Yapılacaklar.
#1 Kaynağa göre solda ordu merkezli siyaset yapanların en önde geleni kimdir?
#2 Girdilerde "candle" sözcüğünün geçtiği satırları bulun ve her birini kopyalayın.

Kaynak.

*****

Solun ‘ilerici ordu teorisi’nin açmazları
By Alinti Yazar on Eyl 26, 2008 in Basın günlüğü, darbe, Demokrasi, Devletçilik, Kemalizm, Militarizm, Politika, Sosyalizm, Türk Solu, Ulusalcılık
Sunuş: Türk Solu meselesine çok fazla değiniyoruz gibi görünüyor, ancak hem biraz balık hafızalı olduğumuz gerçeği ortada olduğu, hem de tarihimize dair yargılarımız çoğunlukla bilgiye değil ezbere dayandığı için, bir takım hususları tekrar tekrar vurgulamak gerekiyor.
Genel olarak ‘Sol’un açmazları çok fazla, en temel anlamda sınıfsız bir toplum ütopyasının baskıcı bir rejim kurmadan nasıl oluşturulacağına dair bir fikri yok sol düşüncenin. Varsa da kimseyle paylaşmıyorlar, son derece ketumlar bu konuda. Sol düşünce giderek sığlaşıyor— ki öteden beri de antitez üzerine kurulmuş bir tez olmaktan başka bir forma girebilmiş değil.
“Keşke ‘Sol’un açmazları bu kadarla kalsa” diyor, Yüzleşme Derneği Koordinatörü Aytekin Yılmaz’ın Türk Solu’nun Ordu ile ilişkisine vurgu yapan yazısını dikkatinize sunuyoruz. TSD
Yazı başlığı komik, farkındayım. Ama Türkiye solunun önemli bir kesimi, bu teori etrafında siyaset yaptı ve yapmaya devam ediyor. Türkiye’de sol-sosyalist geçmişi 1920’lerden başlatırsak, bu teorinin çekim merkezi olduğu dönemleri anımsamakta yarar var. İster ulusalcı, ister sosyalist ya da anti-emperyalist sol diyelim, sonuçta bu teori etrafında siyaset yapan çevreler solda önemli bir ağırlığı ve etkisi olan çevreler.
Solda ordu merkezli siyaset yapanların en önde geleni Doktor Hikmet Kıvılcımlı oldu. Kıvılcımlı, 27 Mayıs darbesinden sonra Türk Ordusu’na tarihsel misyonlar yükleyerek bunun teorisini yaptı. Hatta 27 Mayıs darbesini olumlayarak “ordu kılıcını ortaya attı” der. Böylece Demokrat Parti’nin (DP) kötü gidişatı ‘ilerici ordu’ tarafından durdurulmuş olur.

*****

Uzamsal işaretleme kayıtları:
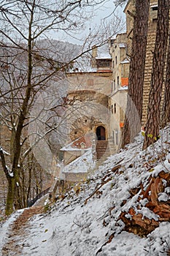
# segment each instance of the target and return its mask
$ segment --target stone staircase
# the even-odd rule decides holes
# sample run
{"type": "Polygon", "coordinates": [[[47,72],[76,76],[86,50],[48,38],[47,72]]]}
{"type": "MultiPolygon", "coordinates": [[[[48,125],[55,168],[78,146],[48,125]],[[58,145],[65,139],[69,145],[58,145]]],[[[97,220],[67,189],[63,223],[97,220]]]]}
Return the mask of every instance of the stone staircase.
{"type": "Polygon", "coordinates": [[[98,161],[104,161],[110,155],[110,150],[107,140],[98,140],[96,150],[98,161]]]}

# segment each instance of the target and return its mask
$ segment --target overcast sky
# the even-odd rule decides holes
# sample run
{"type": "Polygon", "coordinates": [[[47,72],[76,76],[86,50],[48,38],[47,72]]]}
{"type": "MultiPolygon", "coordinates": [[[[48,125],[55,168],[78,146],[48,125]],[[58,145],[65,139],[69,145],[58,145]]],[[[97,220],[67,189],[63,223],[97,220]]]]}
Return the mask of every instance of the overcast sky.
{"type": "MultiPolygon", "coordinates": [[[[83,31],[80,31],[77,35],[74,35],[73,37],[69,37],[69,36],[63,36],[63,34],[60,35],[58,38],[58,34],[57,34],[57,39],[62,41],[69,41],[70,42],[75,44],[82,44],[82,37],[85,37],[85,35],[88,35],[90,32],[90,29],[93,31],[93,29],[99,26],[102,19],[105,18],[104,20],[109,22],[112,16],[115,9],[115,5],[113,4],[113,0],[107,0],[101,6],[96,7],[93,12],[94,17],[90,20],[87,20],[85,24],[85,29],[83,31]]],[[[122,17],[125,20],[125,14],[123,13],[124,7],[119,7],[116,10],[115,13],[119,16],[122,17]]]]}

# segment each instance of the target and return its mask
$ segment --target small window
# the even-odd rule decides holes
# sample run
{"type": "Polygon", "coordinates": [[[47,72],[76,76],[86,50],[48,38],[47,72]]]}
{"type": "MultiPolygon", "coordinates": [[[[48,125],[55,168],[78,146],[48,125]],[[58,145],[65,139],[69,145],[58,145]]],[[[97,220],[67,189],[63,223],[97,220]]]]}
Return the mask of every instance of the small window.
{"type": "Polygon", "coordinates": [[[112,105],[112,113],[113,113],[113,105],[112,105]]]}
{"type": "Polygon", "coordinates": [[[117,86],[119,86],[119,76],[117,78],[117,86]]]}
{"type": "Polygon", "coordinates": [[[114,131],[112,131],[112,141],[113,141],[113,144],[115,144],[115,132],[114,132],[114,131]]]}
{"type": "Polygon", "coordinates": [[[152,7],[152,11],[158,11],[158,6],[152,7]]]}
{"type": "Polygon", "coordinates": [[[115,143],[116,145],[118,145],[118,130],[115,129],[115,143]]]}
{"type": "Polygon", "coordinates": [[[93,79],[88,79],[88,86],[93,86],[93,79]]]}

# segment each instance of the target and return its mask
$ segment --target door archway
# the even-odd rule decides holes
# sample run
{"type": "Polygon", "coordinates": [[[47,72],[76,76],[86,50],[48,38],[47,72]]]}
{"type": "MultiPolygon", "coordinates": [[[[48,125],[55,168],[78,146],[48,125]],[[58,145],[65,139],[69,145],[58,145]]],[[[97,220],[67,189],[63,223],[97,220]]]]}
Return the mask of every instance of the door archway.
{"type": "Polygon", "coordinates": [[[106,140],[106,130],[104,127],[98,127],[96,129],[96,136],[98,140],[106,140]]]}

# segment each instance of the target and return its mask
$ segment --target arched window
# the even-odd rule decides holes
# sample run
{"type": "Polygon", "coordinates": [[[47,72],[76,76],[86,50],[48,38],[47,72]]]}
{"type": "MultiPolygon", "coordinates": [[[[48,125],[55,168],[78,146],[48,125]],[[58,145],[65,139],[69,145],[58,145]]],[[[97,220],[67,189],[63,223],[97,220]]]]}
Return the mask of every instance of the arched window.
{"type": "Polygon", "coordinates": [[[106,140],[106,131],[104,127],[98,127],[96,129],[96,136],[98,140],[106,140]]]}

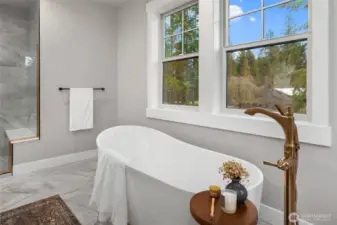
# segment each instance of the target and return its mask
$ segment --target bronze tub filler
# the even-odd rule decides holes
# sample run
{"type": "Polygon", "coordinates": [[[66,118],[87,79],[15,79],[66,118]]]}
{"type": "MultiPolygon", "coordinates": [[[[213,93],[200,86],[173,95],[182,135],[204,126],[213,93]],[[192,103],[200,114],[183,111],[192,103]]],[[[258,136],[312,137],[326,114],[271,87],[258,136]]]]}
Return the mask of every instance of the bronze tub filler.
{"type": "MultiPolygon", "coordinates": [[[[245,111],[248,115],[261,113],[276,120],[281,125],[285,134],[284,157],[277,161],[276,164],[263,162],[264,165],[273,166],[284,171],[284,224],[298,225],[298,221],[290,220],[293,213],[297,213],[297,187],[296,176],[298,168],[298,150],[300,143],[298,132],[295,124],[294,114],[291,107],[286,107],[286,111],[276,105],[280,114],[268,111],[263,108],[251,108],[245,111]]],[[[296,214],[295,214],[296,215],[296,214]]]]}

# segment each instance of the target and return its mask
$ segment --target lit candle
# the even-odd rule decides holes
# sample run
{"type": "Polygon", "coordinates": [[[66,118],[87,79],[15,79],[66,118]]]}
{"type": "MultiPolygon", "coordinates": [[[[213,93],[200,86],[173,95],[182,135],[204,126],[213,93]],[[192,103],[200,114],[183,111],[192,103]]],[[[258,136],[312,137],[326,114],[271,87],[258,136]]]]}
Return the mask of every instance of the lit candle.
{"type": "Polygon", "coordinates": [[[236,212],[237,193],[232,190],[223,190],[221,192],[221,209],[223,212],[233,214],[236,212]]]}

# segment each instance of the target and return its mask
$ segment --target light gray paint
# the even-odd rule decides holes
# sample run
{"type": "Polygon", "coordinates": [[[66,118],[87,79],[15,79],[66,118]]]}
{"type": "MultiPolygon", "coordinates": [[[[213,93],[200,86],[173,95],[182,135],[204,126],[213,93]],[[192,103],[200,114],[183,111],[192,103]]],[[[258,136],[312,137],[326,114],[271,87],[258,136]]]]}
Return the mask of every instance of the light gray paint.
{"type": "Polygon", "coordinates": [[[14,164],[94,149],[99,132],[116,124],[117,14],[83,0],[41,1],[41,140],[14,146],[14,164]],[[69,92],[95,92],[94,129],[69,132],[69,92]]]}
{"type": "MultiPolygon", "coordinates": [[[[337,2],[331,1],[331,14],[337,2]]],[[[331,17],[331,121],[337,112],[337,18],[331,17]]],[[[262,161],[276,162],[283,154],[283,141],[220,131],[186,124],[147,119],[146,109],[146,12],[144,3],[125,4],[118,12],[118,123],[153,127],[185,142],[246,159],[262,169],[265,176],[263,203],[283,208],[283,175],[262,161]]],[[[333,129],[333,137],[337,137],[333,129]]],[[[177,156],[179,157],[179,156],[177,156]]],[[[299,211],[302,214],[333,214],[328,222],[337,223],[337,146],[331,148],[302,144],[298,174],[299,211]]],[[[217,173],[217,171],[214,171],[217,173]]],[[[197,176],[191,174],[191,176],[197,176]]]]}

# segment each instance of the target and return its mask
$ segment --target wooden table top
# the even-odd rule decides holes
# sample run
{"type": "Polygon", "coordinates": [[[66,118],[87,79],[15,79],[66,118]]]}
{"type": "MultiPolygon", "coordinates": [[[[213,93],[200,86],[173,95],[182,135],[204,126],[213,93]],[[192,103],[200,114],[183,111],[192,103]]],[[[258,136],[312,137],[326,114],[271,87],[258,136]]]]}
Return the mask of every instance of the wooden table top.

*****

Cevaplar.
#1 Doktor Hikmet Kıvılcımlı.

#2
$ segment --target lit candle
Return the mask of every instance of the lit candle.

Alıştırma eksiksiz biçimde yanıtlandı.